**RECORDS FOR THIS TASK:**
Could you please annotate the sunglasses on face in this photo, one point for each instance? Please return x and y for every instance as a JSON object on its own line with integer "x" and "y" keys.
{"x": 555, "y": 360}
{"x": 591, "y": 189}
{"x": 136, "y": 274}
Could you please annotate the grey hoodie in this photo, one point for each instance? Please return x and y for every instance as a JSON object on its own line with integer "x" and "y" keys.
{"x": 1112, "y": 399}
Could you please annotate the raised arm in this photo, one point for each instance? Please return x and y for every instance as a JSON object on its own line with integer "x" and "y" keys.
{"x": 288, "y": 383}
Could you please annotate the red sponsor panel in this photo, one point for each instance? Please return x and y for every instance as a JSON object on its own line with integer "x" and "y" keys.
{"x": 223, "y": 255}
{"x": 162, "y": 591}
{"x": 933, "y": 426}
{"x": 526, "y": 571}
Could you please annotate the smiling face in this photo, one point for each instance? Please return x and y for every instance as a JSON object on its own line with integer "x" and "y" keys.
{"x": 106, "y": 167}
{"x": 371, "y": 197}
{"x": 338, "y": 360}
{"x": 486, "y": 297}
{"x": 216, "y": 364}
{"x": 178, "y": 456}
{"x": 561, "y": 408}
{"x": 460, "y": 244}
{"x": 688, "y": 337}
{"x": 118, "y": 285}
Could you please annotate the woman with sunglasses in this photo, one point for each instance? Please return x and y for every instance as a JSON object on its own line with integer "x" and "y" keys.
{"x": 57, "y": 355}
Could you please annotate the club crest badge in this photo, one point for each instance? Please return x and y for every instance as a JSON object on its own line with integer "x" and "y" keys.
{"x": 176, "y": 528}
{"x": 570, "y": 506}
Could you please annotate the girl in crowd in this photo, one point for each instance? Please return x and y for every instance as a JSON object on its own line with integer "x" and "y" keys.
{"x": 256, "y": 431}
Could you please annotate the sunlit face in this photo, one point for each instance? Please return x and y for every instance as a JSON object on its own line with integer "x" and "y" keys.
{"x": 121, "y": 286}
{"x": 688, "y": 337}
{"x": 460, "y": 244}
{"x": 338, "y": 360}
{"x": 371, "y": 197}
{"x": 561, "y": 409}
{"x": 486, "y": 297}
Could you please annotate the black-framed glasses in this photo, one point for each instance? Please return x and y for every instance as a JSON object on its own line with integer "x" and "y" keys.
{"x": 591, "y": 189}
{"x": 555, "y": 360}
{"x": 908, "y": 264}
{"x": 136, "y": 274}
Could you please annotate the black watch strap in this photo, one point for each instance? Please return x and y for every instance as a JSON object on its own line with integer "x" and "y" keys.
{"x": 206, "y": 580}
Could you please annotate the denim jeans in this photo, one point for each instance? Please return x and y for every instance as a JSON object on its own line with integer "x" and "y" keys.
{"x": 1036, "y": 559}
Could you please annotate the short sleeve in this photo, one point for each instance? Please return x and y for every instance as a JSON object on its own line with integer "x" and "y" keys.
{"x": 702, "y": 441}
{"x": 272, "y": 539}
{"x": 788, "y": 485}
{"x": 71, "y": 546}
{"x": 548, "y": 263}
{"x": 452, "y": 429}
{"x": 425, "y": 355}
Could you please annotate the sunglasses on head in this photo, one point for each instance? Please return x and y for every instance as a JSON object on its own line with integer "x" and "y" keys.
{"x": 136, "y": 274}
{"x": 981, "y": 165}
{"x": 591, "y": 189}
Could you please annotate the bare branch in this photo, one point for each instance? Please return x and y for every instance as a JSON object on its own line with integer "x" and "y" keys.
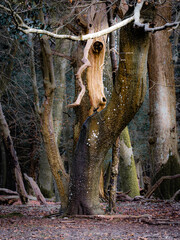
{"x": 26, "y": 29}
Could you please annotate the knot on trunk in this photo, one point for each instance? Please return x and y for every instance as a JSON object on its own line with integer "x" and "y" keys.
{"x": 97, "y": 46}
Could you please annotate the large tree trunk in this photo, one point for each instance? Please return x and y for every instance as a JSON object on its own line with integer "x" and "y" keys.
{"x": 14, "y": 159}
{"x": 163, "y": 134}
{"x": 101, "y": 129}
{"x": 55, "y": 161}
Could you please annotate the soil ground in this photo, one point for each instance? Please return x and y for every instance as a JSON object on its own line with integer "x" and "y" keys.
{"x": 31, "y": 222}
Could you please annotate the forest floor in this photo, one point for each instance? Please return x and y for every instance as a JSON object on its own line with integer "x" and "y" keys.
{"x": 139, "y": 220}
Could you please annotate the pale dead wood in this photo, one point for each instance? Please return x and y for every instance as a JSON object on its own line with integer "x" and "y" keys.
{"x": 157, "y": 184}
{"x": 36, "y": 189}
{"x": 80, "y": 71}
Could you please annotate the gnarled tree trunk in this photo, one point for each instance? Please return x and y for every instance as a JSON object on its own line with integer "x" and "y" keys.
{"x": 163, "y": 134}
{"x": 101, "y": 129}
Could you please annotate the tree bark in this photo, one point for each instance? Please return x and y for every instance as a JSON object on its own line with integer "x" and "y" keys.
{"x": 127, "y": 166}
{"x": 101, "y": 129}
{"x": 163, "y": 132}
{"x": 55, "y": 161}
{"x": 15, "y": 163}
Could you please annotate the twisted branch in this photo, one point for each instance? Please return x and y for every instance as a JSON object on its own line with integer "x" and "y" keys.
{"x": 79, "y": 74}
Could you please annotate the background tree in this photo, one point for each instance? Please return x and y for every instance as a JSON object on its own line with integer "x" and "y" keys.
{"x": 163, "y": 131}
{"x": 102, "y": 128}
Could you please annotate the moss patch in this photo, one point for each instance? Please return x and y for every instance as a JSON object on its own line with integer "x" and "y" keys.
{"x": 168, "y": 187}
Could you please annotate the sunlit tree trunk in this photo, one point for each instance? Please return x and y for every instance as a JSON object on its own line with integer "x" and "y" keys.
{"x": 163, "y": 134}
{"x": 101, "y": 129}
{"x": 13, "y": 156}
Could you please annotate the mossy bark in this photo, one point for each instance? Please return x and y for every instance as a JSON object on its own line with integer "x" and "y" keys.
{"x": 163, "y": 130}
{"x": 101, "y": 129}
{"x": 127, "y": 168}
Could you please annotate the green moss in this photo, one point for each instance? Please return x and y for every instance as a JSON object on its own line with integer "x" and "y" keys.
{"x": 168, "y": 187}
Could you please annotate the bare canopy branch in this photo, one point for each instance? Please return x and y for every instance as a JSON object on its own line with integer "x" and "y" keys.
{"x": 27, "y": 29}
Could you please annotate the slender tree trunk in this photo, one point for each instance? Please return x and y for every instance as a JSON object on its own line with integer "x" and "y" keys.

**TASK DESCRIPTION:** When you write out the material above, keep every line exact and drop each picture.

**ANSWER BELOW:**
Could you please annotate the sunglasses on face in this photo, one point for each instance? Please return x and y for every instance as a JSON object on its own line with integer "x" and "y" keys.
{"x": 555, "y": 360}
{"x": 591, "y": 189}
{"x": 136, "y": 274}
Could you please annotate the grey hoodie in this photo, one point for each instance? Please return x and y for every instance as a JSON object on its own line with integer "x" and "y" keys.
{"x": 1112, "y": 399}
Could you please annotate the raised arm in this photo, one point for each instance? Please return x and y for every instance as a JSON object on its own line with integer "x" and "y" keys.
{"x": 288, "y": 383}
Could you please annotate the red sponsor panel in this photo, one point for each instance? Please return x and y for every instance as a JSON object on its own line with integer "x" and "y" keys.
{"x": 223, "y": 255}
{"x": 162, "y": 591}
{"x": 933, "y": 426}
{"x": 526, "y": 571}
Could you please annotate the smiling face in this photo, one point for each instance? Please return x and y for every instance as a JSON object on its own line with integer "x" and "y" keys.
{"x": 106, "y": 167}
{"x": 371, "y": 197}
{"x": 338, "y": 360}
{"x": 486, "y": 297}
{"x": 216, "y": 364}
{"x": 178, "y": 456}
{"x": 561, "y": 408}
{"x": 460, "y": 244}
{"x": 688, "y": 337}
{"x": 118, "y": 285}
Could you please annotate the woman with sunglasses in this photo, one point for each instance? Please return x and y for every instance as a JSON object on its own line with integer "x" and "y" keys.
{"x": 57, "y": 355}
Could you please annotate the club crest badge in this photo, one point for each instance? Please return x and y for every instance as a JSON object on its own line with integer "x" and "y" keys.
{"x": 176, "y": 528}
{"x": 570, "y": 506}
Could you please annotate the girl in crowd in this photo, one point for each instance? Please return x and y for every instance as a JSON object on its own line with integer "x" and "y" keys.
{"x": 256, "y": 431}
Could you please annotate the sunlit face in this photo, one point for each instance? Please return x and y for every instance as a JSON object on its own line with integer "x" and "y" keys.
{"x": 121, "y": 286}
{"x": 688, "y": 337}
{"x": 460, "y": 244}
{"x": 338, "y": 360}
{"x": 371, "y": 197}
{"x": 561, "y": 409}
{"x": 486, "y": 297}
Could you please annotate the black-framed glasses in this photo, one point for each instance? Please return x and y for every instance as a JSON object on its own line with integer "x" and "y" keys.
{"x": 591, "y": 189}
{"x": 555, "y": 360}
{"x": 908, "y": 264}
{"x": 136, "y": 274}
Could you please annotate the black watch strap in this photo, one point for each instance? Please return x and y for every instance as a JSON object on its own line with integer "x" and "y" keys.
{"x": 206, "y": 580}
Could you please annotate the denim jeans in this photo, one point for each instance? Please return x and y for every instance as a JSON object on its own line with integer "x" and "y" keys.
{"x": 1036, "y": 559}
Could you please annotate the short sleeve in this photo, one point for each instance? Please return x and y for every instance as a JSON object on its own line with integer "x" and "y" keys.
{"x": 702, "y": 441}
{"x": 272, "y": 539}
{"x": 788, "y": 485}
{"x": 71, "y": 546}
{"x": 548, "y": 263}
{"x": 452, "y": 429}
{"x": 425, "y": 355}
Could you please annotate the sunglasses on head in this photo, one point for each instance? Please return x and y for every instance as a JSON object on its own line with integer "x" and "y" keys.
{"x": 136, "y": 274}
{"x": 981, "y": 165}
{"x": 591, "y": 189}
Could you please annotate the bare branch in this photo, one point for each instance? Please return x and y for every instance as a JSON object on its own line with integer "x" and "y" keys.
{"x": 26, "y": 29}
Could you please annotate the knot on trunk in this photo, one point for each instance? Please return x and y for every instance as a JSON object on its own line with integer "x" and "y" keys.
{"x": 97, "y": 46}
Could you please annotate the large tree trunk in this photo, one point for each instance? Please return x and y for every instance as a JSON object on its own line with integer "x" and "y" keys.
{"x": 14, "y": 159}
{"x": 163, "y": 134}
{"x": 101, "y": 129}
{"x": 55, "y": 161}
Could you please annotate the soil ground in this photo, one point for each instance? Please return x and y for every instance as a JSON object on its own line with integer "x" and "y" keys.
{"x": 31, "y": 222}
Could you please annotate the forest floor in this photo, one point for each instance? Please return x and y for every instance as a JSON object on its own line with integer "x" and "y" keys.
{"x": 139, "y": 220}
Could you please annotate the pale dead wood in this photo, one point for each instance? Please return x and y for every instance as a JSON object on its own line with integer "x" and "y" keys.
{"x": 157, "y": 184}
{"x": 36, "y": 189}
{"x": 80, "y": 71}
Could you please annotate the gnarled tree trunk in this photo, one point for each instance? Please return x and y for every instance as a JSON object on its own line with integer "x" and "y" keys.
{"x": 163, "y": 134}
{"x": 101, "y": 129}
Could you please annotate the tree bark in this photo, one point for each instance? Please return x and y for every instance as a JSON object on its own line with integer "x" and "y" keys.
{"x": 127, "y": 166}
{"x": 101, "y": 129}
{"x": 163, "y": 132}
{"x": 55, "y": 161}
{"x": 15, "y": 163}
Could you please annotate the twisted branch in this photo, one point for each instance? Please return x and y for every instance as a JSON object on its own line with integer "x" and "y" keys.
{"x": 79, "y": 74}
Could you please annotate the background tree in this photo, one point for each instance? Please return x and y for every instance as a JSON object on its own line with integer "x" and "y" keys.
{"x": 163, "y": 131}
{"x": 102, "y": 128}
Could you please annotate the moss patch in this photo, one point for each instance? Please return x and y for every instance as a JSON object on its own line with integer "x" and "y" keys.
{"x": 168, "y": 187}
Could you please annotate the sunlit tree trunk in this photo, one point for each instance? Please return x and y for every instance as a JSON object on its own line with integer "x" and "y" keys.
{"x": 163, "y": 134}
{"x": 101, "y": 129}
{"x": 13, "y": 156}
Could you please annotate the mossy bark in this photo, one point for each instance? Please return x and y for every instance as a JSON object on its own line with integer "x" and "y" keys.
{"x": 163, "y": 130}
{"x": 101, "y": 129}
{"x": 127, "y": 168}
Could you please annotate the green moss in this photo, one point for each instance? Please return x and y for every instance as a JSON object on its own line with integer "x" and "y" keys.
{"x": 168, "y": 187}
Could you please annotate the bare canopy branch in this photo, one point for each instance? Please return x and y for every instance as a JSON object on its own line with integer "x" and "y" keys.
{"x": 27, "y": 29}
Could you please annotate the slender tree trunk in this photo, one point for each instance? Please return x and y for every instance as a JSON object on its own line with integer "x" and "y" keys.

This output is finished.